- Records supplied
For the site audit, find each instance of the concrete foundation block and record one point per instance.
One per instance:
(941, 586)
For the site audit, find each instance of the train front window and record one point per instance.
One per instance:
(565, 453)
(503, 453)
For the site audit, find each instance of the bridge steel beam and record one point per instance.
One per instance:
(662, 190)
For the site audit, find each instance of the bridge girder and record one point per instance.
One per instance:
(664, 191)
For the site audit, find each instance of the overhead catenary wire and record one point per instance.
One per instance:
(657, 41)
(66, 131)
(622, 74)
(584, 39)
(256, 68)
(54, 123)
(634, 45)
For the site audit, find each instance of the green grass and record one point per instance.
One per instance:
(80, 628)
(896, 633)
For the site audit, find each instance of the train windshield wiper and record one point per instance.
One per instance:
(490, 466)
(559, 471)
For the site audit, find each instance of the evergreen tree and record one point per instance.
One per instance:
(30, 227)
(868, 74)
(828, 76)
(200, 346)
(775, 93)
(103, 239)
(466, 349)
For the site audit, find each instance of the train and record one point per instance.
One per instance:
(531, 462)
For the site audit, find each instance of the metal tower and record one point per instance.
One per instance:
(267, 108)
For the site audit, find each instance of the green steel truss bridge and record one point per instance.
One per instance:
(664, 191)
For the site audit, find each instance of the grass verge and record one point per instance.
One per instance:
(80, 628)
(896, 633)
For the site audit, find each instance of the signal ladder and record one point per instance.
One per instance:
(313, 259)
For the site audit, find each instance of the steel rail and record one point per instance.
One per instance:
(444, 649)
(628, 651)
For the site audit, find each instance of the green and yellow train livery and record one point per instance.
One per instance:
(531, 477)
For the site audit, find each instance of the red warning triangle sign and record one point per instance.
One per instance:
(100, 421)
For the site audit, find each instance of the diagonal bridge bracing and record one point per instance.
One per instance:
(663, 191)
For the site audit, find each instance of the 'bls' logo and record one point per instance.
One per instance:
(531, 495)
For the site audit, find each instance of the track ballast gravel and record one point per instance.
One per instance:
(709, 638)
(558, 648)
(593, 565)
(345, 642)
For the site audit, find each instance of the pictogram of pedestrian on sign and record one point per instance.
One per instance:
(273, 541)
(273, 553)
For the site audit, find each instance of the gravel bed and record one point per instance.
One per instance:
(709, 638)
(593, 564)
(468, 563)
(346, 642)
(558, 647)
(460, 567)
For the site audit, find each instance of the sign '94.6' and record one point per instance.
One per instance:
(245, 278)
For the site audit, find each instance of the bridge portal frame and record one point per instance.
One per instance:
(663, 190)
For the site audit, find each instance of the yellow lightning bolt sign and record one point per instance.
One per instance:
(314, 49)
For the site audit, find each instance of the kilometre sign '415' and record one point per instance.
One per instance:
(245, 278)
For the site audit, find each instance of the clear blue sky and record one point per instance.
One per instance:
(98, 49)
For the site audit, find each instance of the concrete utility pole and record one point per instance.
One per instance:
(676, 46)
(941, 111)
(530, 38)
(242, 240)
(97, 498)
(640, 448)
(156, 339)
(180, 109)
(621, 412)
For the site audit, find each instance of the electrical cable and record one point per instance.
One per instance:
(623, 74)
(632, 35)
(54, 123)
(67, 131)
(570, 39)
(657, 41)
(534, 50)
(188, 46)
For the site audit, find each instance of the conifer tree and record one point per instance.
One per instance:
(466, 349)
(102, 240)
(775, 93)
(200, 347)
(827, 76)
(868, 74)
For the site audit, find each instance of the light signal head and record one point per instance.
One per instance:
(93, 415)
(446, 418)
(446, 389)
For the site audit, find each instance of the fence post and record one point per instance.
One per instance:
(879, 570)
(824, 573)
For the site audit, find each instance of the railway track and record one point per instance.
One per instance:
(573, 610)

...

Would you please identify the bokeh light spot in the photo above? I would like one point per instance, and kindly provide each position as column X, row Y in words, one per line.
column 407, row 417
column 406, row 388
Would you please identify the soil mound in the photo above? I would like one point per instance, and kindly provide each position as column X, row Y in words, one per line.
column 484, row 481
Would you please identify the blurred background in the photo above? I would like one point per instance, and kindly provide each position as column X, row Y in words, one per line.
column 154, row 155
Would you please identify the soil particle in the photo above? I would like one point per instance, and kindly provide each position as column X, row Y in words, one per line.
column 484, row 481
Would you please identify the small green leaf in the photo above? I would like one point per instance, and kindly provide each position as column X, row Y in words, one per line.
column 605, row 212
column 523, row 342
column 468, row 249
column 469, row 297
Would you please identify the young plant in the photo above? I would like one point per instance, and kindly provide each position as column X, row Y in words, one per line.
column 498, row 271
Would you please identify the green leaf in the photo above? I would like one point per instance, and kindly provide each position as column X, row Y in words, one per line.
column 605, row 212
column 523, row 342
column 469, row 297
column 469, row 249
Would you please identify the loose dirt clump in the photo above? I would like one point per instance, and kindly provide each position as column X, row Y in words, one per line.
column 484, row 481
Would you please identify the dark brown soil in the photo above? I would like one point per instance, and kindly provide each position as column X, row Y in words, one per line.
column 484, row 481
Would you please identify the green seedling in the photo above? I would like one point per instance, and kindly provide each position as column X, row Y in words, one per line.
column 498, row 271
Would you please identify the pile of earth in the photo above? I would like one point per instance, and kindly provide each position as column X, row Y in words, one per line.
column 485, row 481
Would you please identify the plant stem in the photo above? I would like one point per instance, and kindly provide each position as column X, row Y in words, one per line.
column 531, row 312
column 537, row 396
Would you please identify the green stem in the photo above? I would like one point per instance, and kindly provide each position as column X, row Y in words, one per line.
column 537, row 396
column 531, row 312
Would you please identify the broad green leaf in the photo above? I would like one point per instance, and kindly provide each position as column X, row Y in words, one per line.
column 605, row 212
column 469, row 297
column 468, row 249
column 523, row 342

--

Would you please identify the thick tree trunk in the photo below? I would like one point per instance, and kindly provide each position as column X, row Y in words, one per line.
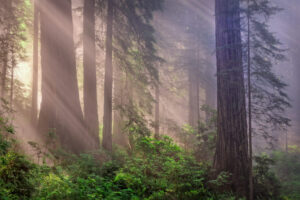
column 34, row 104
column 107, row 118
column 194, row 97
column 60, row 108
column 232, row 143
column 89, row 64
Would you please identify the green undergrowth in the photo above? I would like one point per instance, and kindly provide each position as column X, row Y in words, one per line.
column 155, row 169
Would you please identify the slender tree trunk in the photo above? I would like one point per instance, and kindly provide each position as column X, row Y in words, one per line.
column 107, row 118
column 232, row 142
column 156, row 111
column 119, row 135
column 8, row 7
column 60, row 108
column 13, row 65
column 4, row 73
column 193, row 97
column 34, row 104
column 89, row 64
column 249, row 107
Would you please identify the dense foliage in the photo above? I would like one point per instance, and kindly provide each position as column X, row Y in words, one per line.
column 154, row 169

- To do
If a line in the data above contains "concrete", return that line.

- Answer box
For the site audit, find each instance of the concrete foundation block and record one point per instance.
For the site audit, find each instance of the concrete utility pole and record one point per instance.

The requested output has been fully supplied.